**AVAILABLE DATA:**
========

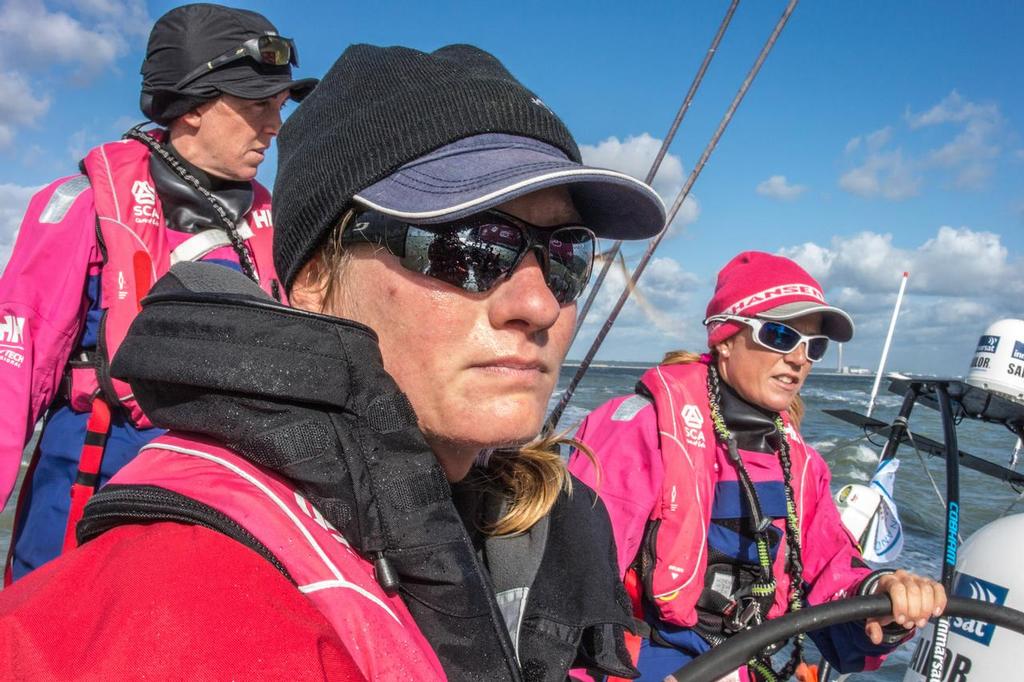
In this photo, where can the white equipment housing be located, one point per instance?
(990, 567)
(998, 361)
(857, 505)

========

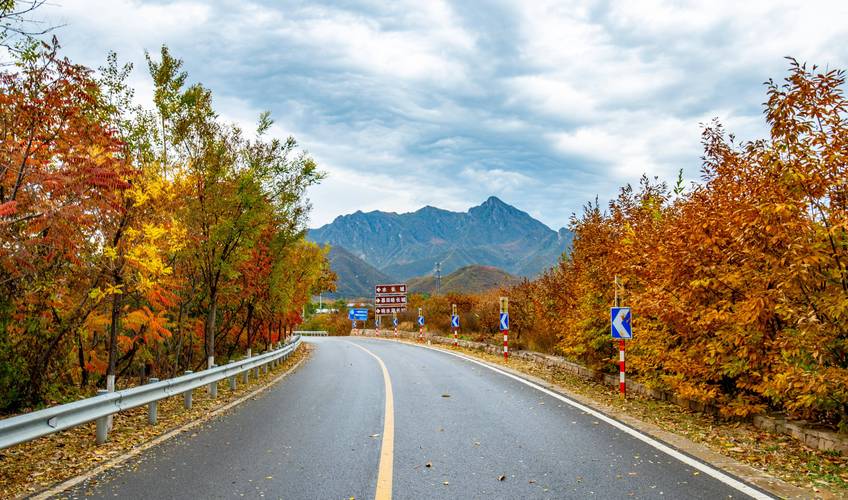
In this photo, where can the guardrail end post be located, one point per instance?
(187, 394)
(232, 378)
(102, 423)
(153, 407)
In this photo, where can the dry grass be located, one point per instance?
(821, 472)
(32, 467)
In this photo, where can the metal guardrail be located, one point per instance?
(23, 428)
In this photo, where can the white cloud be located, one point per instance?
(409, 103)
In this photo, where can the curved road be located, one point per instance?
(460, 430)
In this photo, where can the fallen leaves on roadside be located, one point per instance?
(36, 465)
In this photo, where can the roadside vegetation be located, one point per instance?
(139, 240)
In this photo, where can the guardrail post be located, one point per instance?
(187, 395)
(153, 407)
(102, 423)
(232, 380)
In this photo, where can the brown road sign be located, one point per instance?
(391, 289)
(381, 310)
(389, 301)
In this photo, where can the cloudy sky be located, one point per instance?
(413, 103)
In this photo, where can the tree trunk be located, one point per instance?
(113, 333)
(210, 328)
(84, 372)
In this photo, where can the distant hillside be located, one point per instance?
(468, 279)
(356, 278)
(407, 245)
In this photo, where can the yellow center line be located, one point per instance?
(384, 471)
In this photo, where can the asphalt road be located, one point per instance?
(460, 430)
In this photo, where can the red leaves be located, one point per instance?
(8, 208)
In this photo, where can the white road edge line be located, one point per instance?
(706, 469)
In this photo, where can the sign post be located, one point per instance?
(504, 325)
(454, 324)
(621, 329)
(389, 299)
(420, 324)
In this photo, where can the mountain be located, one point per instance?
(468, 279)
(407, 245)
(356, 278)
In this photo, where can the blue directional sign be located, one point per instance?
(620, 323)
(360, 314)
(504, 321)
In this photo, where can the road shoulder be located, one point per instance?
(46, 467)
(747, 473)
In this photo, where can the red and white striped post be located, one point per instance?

========

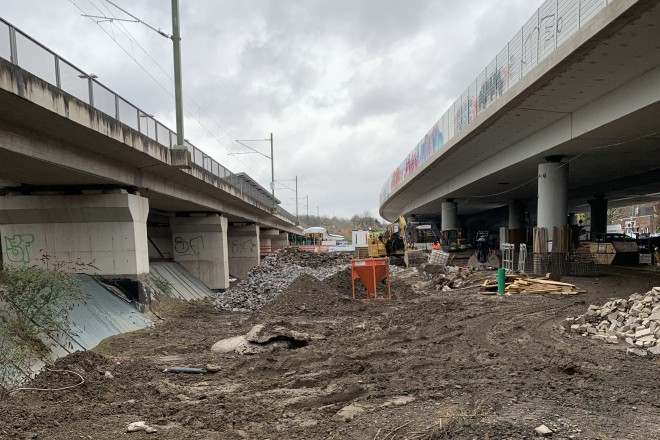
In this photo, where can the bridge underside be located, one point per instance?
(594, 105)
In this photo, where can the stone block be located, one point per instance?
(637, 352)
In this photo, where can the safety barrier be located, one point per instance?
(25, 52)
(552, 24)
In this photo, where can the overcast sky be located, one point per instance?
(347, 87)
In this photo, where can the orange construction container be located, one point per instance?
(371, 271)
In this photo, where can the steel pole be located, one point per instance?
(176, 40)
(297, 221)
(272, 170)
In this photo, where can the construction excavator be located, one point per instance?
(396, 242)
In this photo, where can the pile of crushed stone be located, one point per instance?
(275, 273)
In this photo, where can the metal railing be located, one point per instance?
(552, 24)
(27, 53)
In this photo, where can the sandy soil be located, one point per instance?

========

Please find every line in the records that contains the string "metal", matching case exactly, and copy each of those lines.

**WRITTEN ANSWER:**
In this photo, where can the metal guardrail be located, one point per instance?
In this photo, where can the metal railing be located, one point per instance?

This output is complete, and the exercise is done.